** Opening RECORDS FOR PROCESSING block **
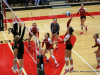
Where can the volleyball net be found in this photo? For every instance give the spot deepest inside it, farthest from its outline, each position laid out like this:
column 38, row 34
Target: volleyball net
column 8, row 20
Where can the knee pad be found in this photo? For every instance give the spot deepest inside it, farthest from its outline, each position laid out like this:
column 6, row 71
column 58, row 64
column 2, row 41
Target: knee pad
column 52, row 56
column 97, row 58
column 66, row 58
column 15, row 58
column 20, row 68
column 70, row 58
column 82, row 25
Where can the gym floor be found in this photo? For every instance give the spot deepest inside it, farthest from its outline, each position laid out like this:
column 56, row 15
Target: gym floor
column 82, row 53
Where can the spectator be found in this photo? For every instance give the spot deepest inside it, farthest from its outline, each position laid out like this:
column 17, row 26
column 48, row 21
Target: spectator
column 42, row 1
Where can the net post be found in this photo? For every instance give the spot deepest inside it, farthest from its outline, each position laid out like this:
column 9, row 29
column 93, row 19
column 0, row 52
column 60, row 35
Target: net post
column 39, row 47
column 1, row 16
column 40, row 63
column 4, row 12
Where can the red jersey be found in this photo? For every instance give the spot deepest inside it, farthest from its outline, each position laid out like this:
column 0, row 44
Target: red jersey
column 34, row 30
column 97, row 43
column 67, row 36
column 82, row 12
column 47, row 42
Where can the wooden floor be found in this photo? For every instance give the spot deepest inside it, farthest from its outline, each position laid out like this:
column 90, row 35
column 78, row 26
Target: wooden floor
column 83, row 56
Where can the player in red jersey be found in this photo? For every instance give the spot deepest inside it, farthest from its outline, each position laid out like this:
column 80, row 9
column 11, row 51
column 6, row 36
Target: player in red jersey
column 83, row 13
column 35, row 30
column 49, row 47
column 67, row 41
column 97, row 43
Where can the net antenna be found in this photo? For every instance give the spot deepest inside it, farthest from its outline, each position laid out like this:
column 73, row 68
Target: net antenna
column 36, row 40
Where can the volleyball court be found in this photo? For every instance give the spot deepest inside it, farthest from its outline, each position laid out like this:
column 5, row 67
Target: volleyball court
column 30, row 57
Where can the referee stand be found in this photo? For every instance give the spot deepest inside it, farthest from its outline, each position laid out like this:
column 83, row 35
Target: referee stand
column 40, row 64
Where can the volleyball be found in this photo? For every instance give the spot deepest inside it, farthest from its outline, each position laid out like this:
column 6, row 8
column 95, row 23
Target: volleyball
column 68, row 13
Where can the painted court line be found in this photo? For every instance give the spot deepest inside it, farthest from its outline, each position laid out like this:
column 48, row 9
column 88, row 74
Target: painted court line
column 12, row 52
column 80, row 57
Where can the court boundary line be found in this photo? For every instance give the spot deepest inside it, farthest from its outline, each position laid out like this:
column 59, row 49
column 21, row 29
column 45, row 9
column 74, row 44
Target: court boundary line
column 80, row 57
column 12, row 52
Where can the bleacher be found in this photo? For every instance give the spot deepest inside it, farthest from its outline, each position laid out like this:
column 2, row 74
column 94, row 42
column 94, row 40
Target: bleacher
column 19, row 5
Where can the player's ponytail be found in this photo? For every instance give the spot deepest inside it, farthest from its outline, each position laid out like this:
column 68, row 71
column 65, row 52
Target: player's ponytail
column 71, row 30
column 48, row 35
column 97, row 35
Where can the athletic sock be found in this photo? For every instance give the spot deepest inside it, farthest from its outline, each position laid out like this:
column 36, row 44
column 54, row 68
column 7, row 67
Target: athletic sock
column 66, row 67
column 71, row 66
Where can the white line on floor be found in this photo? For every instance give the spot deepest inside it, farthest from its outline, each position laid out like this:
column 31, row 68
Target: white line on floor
column 12, row 52
column 80, row 56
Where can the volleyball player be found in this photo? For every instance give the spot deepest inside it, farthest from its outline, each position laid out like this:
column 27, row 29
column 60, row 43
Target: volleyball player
column 68, row 49
column 49, row 47
column 15, row 32
column 55, row 32
column 35, row 30
column 20, row 46
column 83, row 13
column 97, row 43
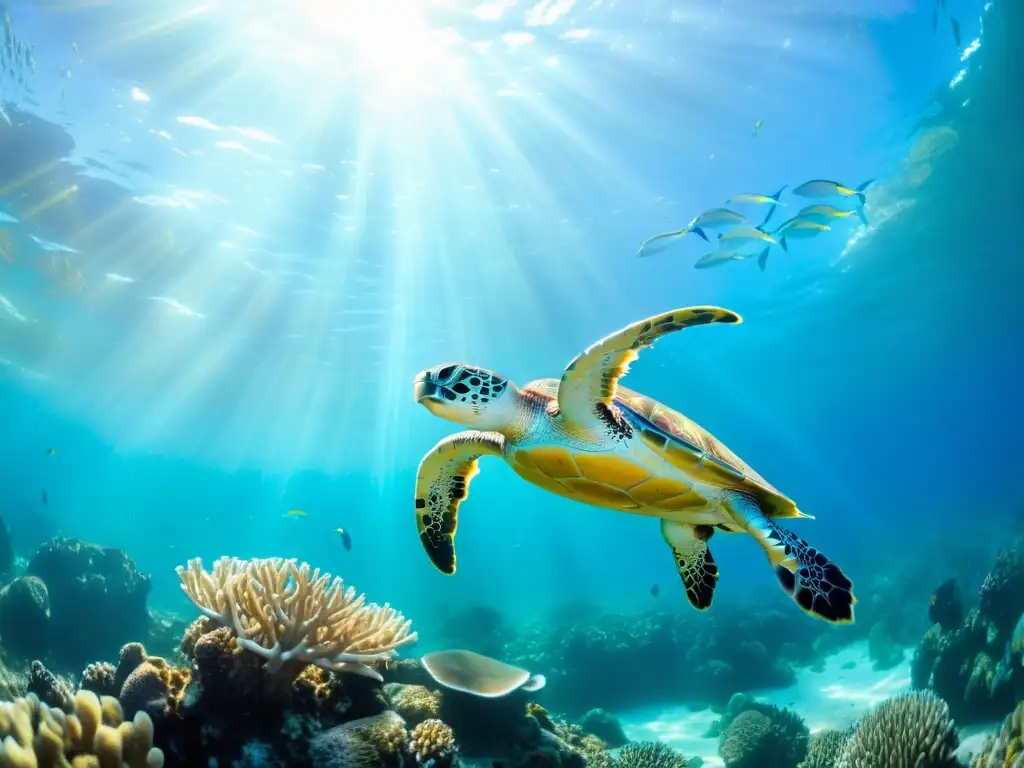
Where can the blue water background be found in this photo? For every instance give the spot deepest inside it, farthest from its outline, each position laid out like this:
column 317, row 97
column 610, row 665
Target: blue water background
column 876, row 381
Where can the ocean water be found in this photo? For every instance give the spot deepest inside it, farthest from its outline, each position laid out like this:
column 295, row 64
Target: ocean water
column 231, row 233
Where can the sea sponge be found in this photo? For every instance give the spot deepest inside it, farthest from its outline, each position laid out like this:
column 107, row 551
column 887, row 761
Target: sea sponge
column 648, row 755
column 432, row 740
column 99, row 678
column 1007, row 749
column 38, row 736
column 292, row 615
column 825, row 749
column 911, row 729
column 414, row 702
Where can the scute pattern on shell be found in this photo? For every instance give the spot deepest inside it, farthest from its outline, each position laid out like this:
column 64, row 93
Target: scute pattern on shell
column 911, row 730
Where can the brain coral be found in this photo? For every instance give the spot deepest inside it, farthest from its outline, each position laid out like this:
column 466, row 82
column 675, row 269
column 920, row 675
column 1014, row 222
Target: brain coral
column 912, row 730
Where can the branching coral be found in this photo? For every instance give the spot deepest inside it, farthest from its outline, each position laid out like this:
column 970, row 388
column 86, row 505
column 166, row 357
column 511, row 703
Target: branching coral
column 649, row 755
column 912, row 729
column 292, row 615
column 825, row 749
column 432, row 741
column 37, row 736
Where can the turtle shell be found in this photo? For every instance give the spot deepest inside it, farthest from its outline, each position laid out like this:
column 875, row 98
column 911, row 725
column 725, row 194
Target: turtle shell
column 694, row 450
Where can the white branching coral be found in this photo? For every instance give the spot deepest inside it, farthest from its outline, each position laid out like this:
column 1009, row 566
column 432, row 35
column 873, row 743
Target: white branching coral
column 293, row 615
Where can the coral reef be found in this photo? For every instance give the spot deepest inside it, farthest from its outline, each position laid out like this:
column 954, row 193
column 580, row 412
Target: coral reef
column 825, row 749
column 755, row 734
column 376, row 740
column 25, row 616
column 708, row 656
column 1006, row 750
column 90, row 587
column 6, row 552
column 649, row 755
column 93, row 734
column 605, row 726
column 414, row 702
column 432, row 741
column 912, row 729
column 51, row 689
column 976, row 666
column 99, row 678
column 292, row 615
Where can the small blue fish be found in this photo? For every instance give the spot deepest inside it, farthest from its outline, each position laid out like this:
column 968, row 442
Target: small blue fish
column 662, row 242
column 755, row 199
column 798, row 228
column 716, row 218
column 717, row 258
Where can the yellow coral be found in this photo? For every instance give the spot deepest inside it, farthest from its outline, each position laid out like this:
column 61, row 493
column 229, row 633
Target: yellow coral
column 37, row 736
column 292, row 615
column 432, row 739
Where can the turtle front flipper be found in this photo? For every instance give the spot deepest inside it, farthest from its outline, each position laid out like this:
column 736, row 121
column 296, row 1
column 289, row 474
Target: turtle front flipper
column 442, row 483
column 588, row 385
column 693, row 560
column 814, row 582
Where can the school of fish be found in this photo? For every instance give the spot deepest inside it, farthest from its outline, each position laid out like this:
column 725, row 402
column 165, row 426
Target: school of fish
column 738, row 239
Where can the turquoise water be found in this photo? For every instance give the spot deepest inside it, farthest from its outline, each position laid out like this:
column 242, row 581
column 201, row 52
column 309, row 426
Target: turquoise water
column 237, row 231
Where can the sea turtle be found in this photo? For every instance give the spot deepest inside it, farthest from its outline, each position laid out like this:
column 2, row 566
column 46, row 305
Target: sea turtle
column 588, row 438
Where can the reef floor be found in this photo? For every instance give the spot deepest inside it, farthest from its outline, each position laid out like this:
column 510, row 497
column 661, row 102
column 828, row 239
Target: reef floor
column 836, row 695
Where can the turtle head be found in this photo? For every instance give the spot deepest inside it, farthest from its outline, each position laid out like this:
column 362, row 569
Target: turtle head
column 472, row 396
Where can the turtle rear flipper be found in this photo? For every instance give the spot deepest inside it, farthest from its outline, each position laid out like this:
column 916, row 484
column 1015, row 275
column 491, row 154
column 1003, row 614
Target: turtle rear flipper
column 693, row 560
column 815, row 583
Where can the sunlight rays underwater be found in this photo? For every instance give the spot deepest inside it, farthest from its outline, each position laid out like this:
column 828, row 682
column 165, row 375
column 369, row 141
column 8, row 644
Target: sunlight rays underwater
column 272, row 289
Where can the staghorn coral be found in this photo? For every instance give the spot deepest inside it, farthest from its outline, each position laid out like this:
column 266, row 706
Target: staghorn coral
column 37, row 736
column 648, row 755
column 98, row 678
column 432, row 741
column 1007, row 749
column 825, row 749
column 414, row 702
column 911, row 729
column 292, row 615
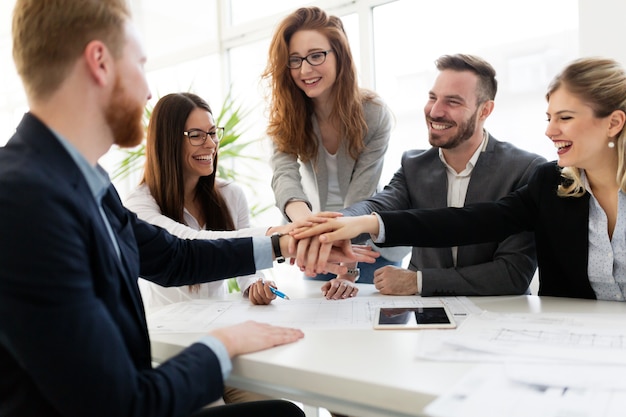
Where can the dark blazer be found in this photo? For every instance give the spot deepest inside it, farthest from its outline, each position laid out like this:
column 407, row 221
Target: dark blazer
column 560, row 226
column 73, row 335
column 490, row 268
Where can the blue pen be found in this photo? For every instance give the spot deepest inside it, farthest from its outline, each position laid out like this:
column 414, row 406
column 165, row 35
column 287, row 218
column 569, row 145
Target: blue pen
column 278, row 293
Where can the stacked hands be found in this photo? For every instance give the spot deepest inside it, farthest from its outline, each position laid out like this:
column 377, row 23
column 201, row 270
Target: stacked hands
column 321, row 245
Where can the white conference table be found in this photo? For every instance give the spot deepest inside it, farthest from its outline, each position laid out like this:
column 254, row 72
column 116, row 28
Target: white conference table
column 363, row 372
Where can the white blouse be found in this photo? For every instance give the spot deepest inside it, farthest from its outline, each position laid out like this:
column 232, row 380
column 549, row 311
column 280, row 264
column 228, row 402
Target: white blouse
column 141, row 202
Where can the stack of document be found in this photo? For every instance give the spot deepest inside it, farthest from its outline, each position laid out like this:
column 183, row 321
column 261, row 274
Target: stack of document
column 545, row 365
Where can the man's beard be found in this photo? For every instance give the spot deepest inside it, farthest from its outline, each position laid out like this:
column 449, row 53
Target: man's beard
column 466, row 130
column 124, row 117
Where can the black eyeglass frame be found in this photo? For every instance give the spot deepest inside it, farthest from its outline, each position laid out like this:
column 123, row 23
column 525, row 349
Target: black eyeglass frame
column 306, row 58
column 216, row 136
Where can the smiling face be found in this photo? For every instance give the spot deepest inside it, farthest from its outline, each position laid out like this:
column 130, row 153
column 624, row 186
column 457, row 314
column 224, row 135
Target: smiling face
column 451, row 112
column 315, row 81
column 579, row 136
column 198, row 160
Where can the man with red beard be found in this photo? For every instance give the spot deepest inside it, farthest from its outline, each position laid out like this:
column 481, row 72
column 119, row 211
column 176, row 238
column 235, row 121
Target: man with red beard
column 466, row 164
column 73, row 335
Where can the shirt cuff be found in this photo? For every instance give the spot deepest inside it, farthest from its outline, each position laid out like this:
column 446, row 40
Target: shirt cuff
column 220, row 351
column 262, row 249
column 381, row 230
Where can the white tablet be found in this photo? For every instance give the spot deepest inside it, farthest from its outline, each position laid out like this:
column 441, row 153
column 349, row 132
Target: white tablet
column 438, row 317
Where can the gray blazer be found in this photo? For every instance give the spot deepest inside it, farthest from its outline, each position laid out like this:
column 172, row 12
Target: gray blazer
column 483, row 269
column 358, row 179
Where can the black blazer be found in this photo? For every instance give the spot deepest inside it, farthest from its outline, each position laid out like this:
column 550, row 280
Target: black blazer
column 73, row 335
column 560, row 226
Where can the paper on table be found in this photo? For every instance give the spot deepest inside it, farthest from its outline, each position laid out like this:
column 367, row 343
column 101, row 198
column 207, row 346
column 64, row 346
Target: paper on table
column 522, row 337
column 198, row 316
column 486, row 391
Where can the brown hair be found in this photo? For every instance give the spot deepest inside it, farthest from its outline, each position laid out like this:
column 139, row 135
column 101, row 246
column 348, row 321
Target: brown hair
column 49, row 36
column 601, row 84
column 487, row 84
column 290, row 109
column 163, row 173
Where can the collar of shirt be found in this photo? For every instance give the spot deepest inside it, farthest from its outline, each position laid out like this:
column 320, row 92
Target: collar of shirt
column 96, row 177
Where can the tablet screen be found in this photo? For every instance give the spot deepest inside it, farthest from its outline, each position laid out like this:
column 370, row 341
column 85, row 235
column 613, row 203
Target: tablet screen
column 414, row 317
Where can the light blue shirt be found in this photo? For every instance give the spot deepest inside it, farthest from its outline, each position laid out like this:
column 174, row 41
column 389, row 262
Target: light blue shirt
column 98, row 182
column 607, row 257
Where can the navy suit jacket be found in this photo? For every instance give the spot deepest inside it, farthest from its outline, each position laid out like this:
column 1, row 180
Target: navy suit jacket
column 73, row 335
column 488, row 268
column 560, row 226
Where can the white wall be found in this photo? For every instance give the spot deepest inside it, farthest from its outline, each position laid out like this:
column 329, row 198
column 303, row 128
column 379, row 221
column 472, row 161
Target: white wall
column 601, row 30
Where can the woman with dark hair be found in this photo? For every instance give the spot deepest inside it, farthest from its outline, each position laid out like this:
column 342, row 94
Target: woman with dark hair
column 329, row 135
column 181, row 193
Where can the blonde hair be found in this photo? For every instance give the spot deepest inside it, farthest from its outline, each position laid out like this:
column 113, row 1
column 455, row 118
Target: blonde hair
column 290, row 110
column 49, row 36
column 601, row 84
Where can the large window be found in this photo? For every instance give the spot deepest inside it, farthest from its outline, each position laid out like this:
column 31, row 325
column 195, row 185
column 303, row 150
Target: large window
column 210, row 46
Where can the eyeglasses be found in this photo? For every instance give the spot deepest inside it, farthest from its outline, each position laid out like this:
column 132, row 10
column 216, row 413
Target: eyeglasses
column 197, row 137
column 314, row 59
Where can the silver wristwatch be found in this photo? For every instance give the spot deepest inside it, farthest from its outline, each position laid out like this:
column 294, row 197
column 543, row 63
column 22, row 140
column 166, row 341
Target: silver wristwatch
column 355, row 272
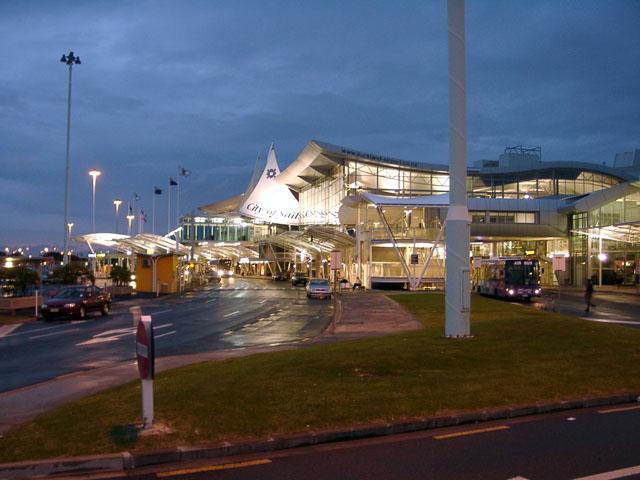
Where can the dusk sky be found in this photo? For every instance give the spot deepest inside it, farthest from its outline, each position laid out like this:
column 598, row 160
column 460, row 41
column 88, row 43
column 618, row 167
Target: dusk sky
column 209, row 85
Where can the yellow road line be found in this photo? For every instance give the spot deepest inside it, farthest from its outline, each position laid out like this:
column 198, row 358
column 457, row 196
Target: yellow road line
column 471, row 432
column 619, row 409
column 212, row 468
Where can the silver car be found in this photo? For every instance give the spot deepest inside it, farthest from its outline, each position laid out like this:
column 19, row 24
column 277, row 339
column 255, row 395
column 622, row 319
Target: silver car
column 318, row 288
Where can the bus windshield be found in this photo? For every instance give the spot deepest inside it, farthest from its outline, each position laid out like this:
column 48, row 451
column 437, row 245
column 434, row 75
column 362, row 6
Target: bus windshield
column 522, row 272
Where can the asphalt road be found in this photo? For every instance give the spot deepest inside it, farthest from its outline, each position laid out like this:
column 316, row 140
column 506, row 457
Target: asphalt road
column 237, row 313
column 566, row 445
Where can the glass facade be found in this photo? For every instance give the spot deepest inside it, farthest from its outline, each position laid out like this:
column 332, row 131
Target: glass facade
column 600, row 255
column 320, row 201
column 221, row 229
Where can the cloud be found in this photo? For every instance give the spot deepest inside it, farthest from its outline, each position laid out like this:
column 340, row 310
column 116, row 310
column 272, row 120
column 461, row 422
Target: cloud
column 209, row 85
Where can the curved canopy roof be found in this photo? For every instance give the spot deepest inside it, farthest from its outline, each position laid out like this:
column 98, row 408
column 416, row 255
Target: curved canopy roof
column 143, row 243
column 313, row 239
** Closing RECORDS FOR PROCESSING block **
TRY IT. Text only, no pictures: please print exactly the lines above from the line with "column 166, row 341" up to and including the line with "column 460, row 41", and nothing else.

EXERCISE RESULT.
column 166, row 341
Target: silver wristwatch
column 355, row 272
Where can the dusk sky be found in this photo? For every instance give the spot deepest inside it, farthest from its outline, each position laid out like this:
column 598, row 160
column 460, row 41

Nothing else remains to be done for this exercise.